**Exercise**
Collect every line of the records that contains the string "table", matching case exactly.

════

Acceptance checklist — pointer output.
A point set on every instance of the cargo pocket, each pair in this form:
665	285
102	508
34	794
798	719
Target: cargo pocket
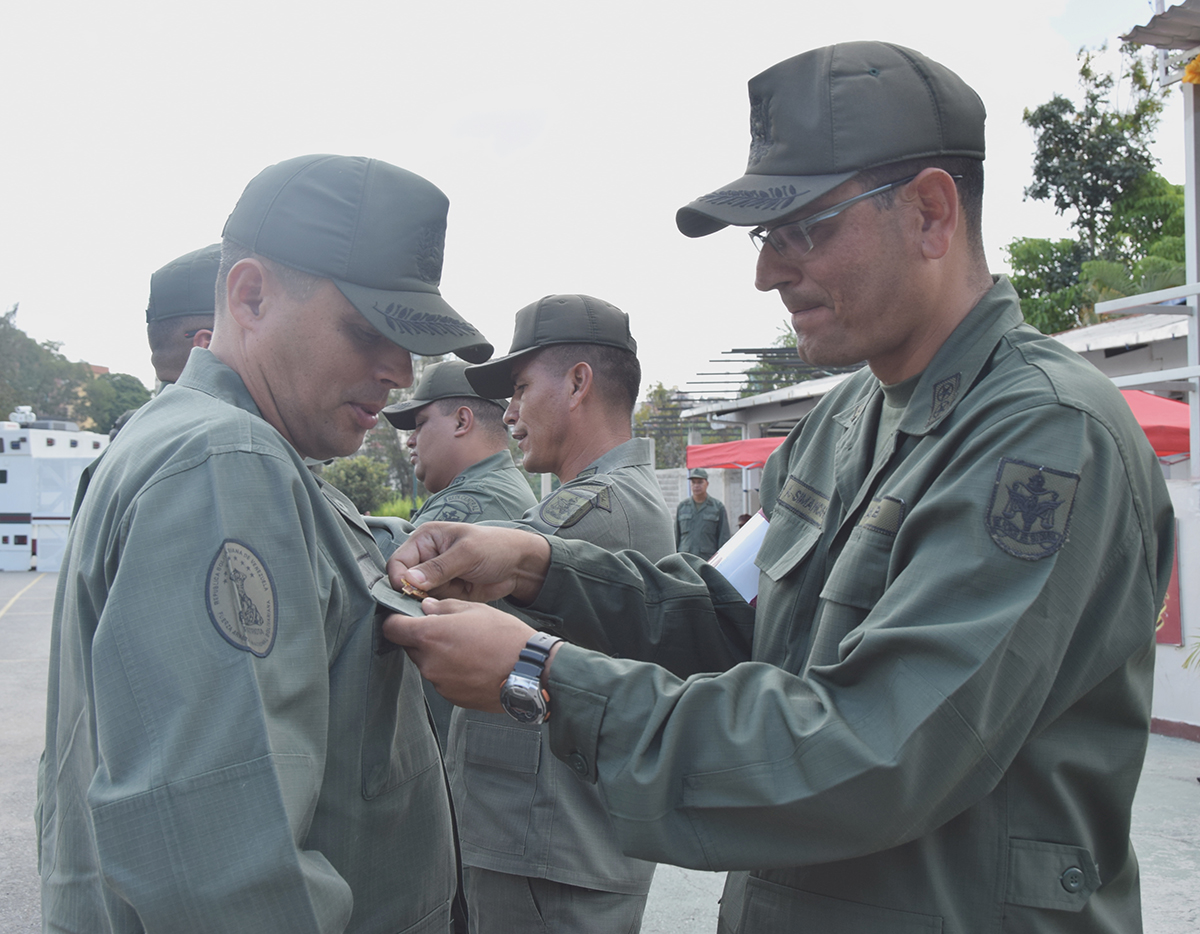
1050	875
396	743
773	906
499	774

════

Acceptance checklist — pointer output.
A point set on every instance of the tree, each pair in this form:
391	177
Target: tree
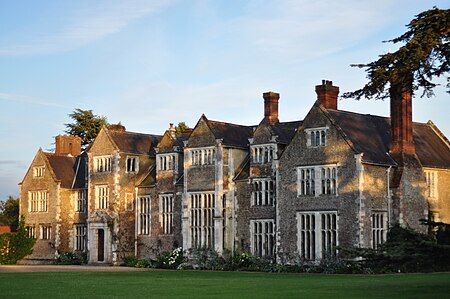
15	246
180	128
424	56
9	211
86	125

════

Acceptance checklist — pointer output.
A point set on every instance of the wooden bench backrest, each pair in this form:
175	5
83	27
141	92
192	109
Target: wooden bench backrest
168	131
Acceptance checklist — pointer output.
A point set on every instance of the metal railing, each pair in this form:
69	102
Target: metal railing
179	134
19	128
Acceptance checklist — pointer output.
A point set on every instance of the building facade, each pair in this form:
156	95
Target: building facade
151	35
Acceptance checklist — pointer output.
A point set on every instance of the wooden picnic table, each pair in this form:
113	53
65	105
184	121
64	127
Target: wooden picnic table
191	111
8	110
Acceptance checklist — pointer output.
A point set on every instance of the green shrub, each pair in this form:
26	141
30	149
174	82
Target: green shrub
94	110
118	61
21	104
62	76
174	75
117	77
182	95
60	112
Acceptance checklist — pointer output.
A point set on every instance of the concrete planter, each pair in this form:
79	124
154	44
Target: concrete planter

════

**The answer**
A point set on every instance of the wooden picnic table, each pair in this form:
Target: wooden picnic table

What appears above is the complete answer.